### Natural language region descriptions
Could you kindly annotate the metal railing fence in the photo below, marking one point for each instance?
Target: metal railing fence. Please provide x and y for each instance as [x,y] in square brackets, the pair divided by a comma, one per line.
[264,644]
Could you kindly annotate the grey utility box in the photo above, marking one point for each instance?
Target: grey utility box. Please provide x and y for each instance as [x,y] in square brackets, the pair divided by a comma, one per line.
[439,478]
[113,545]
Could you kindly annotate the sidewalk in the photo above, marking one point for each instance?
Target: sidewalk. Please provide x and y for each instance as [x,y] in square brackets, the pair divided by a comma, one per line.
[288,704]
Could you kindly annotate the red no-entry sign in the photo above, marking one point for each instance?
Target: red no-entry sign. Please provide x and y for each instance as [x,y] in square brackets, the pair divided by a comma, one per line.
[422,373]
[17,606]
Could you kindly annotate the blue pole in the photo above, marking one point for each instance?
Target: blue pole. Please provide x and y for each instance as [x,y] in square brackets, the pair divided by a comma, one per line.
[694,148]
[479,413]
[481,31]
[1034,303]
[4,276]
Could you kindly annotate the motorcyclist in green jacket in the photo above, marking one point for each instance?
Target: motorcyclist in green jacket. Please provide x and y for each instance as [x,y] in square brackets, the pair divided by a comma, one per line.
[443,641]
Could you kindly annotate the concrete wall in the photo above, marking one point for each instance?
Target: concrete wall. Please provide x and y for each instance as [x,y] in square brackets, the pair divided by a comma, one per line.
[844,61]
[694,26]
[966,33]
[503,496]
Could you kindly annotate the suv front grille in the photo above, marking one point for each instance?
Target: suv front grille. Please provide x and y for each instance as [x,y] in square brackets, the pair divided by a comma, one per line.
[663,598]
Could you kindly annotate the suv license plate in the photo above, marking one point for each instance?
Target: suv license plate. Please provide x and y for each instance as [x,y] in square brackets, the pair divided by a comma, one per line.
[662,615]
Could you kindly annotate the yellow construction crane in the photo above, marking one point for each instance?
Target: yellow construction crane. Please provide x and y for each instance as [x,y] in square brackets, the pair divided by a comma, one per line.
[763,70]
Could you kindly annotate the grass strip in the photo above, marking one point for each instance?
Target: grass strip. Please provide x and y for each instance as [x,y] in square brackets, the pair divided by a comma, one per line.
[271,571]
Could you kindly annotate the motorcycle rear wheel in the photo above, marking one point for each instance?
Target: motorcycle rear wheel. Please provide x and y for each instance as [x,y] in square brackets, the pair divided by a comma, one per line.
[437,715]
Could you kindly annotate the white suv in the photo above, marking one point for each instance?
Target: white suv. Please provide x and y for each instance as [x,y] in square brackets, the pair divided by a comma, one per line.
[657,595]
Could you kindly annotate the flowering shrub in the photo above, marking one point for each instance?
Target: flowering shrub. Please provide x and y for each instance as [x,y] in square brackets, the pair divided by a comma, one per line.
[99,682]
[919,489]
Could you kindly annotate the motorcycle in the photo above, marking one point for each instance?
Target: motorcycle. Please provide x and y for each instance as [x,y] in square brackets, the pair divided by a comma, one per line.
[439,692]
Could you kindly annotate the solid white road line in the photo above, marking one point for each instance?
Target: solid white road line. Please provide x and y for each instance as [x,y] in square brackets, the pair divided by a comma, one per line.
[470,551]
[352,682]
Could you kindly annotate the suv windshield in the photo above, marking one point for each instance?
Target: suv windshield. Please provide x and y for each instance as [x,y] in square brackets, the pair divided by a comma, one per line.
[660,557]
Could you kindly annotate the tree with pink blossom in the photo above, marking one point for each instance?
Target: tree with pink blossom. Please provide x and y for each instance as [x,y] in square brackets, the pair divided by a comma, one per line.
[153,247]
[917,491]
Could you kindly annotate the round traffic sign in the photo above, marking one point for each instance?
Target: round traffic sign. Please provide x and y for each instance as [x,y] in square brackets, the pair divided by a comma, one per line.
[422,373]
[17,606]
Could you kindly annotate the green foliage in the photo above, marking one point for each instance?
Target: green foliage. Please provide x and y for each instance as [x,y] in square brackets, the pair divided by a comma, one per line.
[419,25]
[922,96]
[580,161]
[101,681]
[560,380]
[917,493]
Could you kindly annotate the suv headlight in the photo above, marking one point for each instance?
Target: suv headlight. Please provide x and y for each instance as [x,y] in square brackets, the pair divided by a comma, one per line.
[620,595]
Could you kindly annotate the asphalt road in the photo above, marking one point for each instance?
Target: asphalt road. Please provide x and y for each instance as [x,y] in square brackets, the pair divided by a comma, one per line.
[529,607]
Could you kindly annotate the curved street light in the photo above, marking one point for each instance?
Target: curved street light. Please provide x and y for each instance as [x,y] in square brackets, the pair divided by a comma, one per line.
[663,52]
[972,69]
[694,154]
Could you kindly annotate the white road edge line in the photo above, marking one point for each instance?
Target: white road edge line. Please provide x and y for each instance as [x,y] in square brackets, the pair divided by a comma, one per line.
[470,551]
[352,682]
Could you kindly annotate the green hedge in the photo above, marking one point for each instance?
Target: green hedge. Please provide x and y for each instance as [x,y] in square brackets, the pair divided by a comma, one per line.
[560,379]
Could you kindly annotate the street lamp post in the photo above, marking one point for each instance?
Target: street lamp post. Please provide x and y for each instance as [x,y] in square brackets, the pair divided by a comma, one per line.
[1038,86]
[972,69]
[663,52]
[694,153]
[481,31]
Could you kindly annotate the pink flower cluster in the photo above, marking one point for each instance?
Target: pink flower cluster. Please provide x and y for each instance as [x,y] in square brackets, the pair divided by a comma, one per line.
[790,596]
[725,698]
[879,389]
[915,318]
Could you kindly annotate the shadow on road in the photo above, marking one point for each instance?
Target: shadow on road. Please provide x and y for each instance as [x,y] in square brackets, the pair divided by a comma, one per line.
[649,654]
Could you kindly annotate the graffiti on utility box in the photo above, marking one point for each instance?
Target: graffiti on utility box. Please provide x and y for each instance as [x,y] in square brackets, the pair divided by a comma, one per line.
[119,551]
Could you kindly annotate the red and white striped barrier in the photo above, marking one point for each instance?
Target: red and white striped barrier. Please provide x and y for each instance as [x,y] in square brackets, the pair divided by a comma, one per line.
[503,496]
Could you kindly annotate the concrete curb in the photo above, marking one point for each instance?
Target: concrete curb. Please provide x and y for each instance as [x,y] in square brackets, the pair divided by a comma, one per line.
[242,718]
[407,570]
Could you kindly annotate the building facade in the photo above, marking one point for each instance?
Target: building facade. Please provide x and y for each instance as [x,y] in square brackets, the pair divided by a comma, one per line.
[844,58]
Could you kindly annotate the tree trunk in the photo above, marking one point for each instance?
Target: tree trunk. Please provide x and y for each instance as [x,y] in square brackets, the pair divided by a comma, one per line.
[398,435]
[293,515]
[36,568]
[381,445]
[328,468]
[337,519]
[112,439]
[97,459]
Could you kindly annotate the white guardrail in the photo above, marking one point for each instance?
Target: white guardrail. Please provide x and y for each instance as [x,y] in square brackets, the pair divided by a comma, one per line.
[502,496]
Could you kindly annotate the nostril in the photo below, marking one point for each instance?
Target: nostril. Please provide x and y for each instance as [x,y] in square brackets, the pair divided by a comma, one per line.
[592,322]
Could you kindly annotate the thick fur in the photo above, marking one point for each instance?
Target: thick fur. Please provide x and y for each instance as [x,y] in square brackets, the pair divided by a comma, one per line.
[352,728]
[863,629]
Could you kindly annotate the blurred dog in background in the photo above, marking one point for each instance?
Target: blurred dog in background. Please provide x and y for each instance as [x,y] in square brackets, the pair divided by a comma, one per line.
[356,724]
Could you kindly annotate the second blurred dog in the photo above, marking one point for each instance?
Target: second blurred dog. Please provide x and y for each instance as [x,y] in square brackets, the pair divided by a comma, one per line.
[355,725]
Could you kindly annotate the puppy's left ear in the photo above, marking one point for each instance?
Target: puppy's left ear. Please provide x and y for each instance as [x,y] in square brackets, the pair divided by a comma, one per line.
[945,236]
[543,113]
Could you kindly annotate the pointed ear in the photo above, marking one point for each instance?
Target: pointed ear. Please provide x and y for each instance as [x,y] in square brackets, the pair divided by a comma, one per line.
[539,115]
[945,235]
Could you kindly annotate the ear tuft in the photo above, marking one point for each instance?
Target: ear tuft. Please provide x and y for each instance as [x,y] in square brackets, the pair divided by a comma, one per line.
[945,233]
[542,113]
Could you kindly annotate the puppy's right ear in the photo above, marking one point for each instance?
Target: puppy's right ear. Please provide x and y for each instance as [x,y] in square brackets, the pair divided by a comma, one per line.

### The problem
Set down exactly what runs from the line with "Could you kindly annotate the ear" to the last line of the data above, including both of those lines and no others.

### Solution for this exercise
Could you kindly annotate the ear tuft in the photo above, marking one point for each instance?
Target: ear tuft. Please provide x and y for each instance as [x,y] in square brackets, the pair divided by a comma, one per line.
[945,233]
[542,113]
Could you kindly annotate the puppy's right ear in the photo above, marking one point for each instance?
Target: puppy's right ear. Please provide x and y for each instance as [x,y] in square brackets, the pair divided by a comma, one per line.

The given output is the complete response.